ЗАДАНИЕ =
Можете дословно переписать из отрывка о мысли и движении тела фрагмент от «Мысль, организуя образ» до «по центробежной траектории.»?

***** ЦИТИРУЕМЫЙ ОТРЫВОК

Мысль, организуя образ движения, смещает свой ментальный узелок в пространстве Знания, а это, в свою очередь, трансформирует конфигурацию сознательной сети. А вот тело, из-за своей материальности и будучи в этом плане подвержено инерции, просто не в состоянии точно отобразить в физической реальности задуманный менталом манёвр. Если линию мысли представить в виде тетивы лука, то движение управляемого ею тела должно быть сопоставлено с дугой его древка. Мало того, эта самая дуга ещё и стремится выйти из-под контроля сознания по центробежной траектории.
Обобщая сказанное, нам представляется следующая картина. Информационная сеть ментального толка представляет собой одну, пластично колышущуюся конфигурацию, а траектория физического перемещения материального тела, управляемого из этой сети конкретным узелком (менталом) — иная. Да, эти две линии близки, но, тем не менее, не являются точными копиями. И теперь смотрите, что получается. Мысль, создающая колебания и даже объёмное кручение сознательной сети, возникает в пространстве ментала, как следствие информационных процессов, идущих в её нитях.

**********
***** ИСХОДНЫЕ ДАННЫЕ

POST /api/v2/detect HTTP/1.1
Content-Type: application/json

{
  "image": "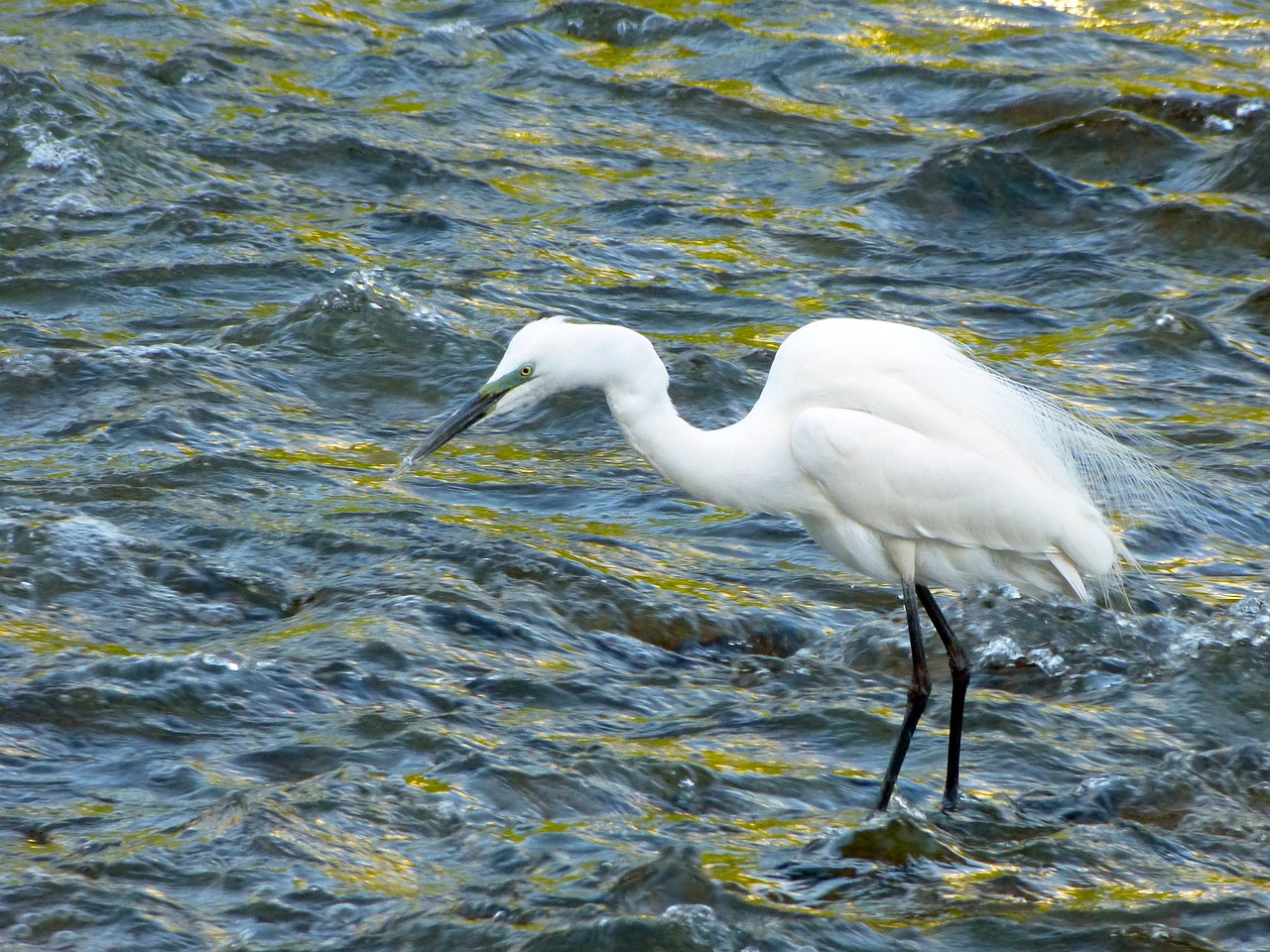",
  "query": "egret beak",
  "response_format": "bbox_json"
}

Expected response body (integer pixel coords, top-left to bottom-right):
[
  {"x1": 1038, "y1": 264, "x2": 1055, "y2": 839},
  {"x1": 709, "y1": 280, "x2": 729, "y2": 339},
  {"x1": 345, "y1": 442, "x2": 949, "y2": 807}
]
[{"x1": 393, "y1": 387, "x2": 507, "y2": 480}]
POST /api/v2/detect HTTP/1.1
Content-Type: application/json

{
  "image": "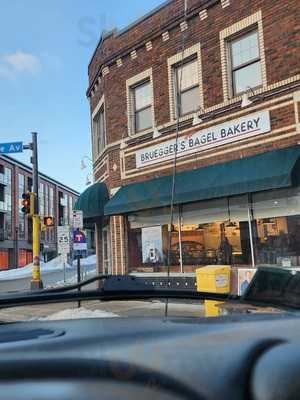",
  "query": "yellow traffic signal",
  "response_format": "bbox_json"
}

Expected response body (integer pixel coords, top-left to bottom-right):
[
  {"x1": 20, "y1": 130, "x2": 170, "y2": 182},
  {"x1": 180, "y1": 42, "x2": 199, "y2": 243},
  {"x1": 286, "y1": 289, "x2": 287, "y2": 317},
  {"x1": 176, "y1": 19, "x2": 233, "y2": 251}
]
[
  {"x1": 21, "y1": 192, "x2": 31, "y2": 214},
  {"x1": 21, "y1": 192, "x2": 36, "y2": 216},
  {"x1": 44, "y1": 216, "x2": 54, "y2": 228}
]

**********

ОТВЕТ =
Мысль, организуя образ движения, смещает свой ментальный узелок в пространстве Знания, а это, в свою очередь, трансформирует конфигурацию сознательной сети. А вот тело, из-за своей материальности и будучи в этом плане подвержено инерции, просто не в состоянии точно отобразить в физической реальности задуманный менталом манёвр. Если линию мысли представить в виде тетивы лука, то движение управляемого ею тела должно быть сопоставлено с дугой его древка. Мало того, эта самая дуга ещё и стремится выйти из-под контроля сознания по центробежной траектории.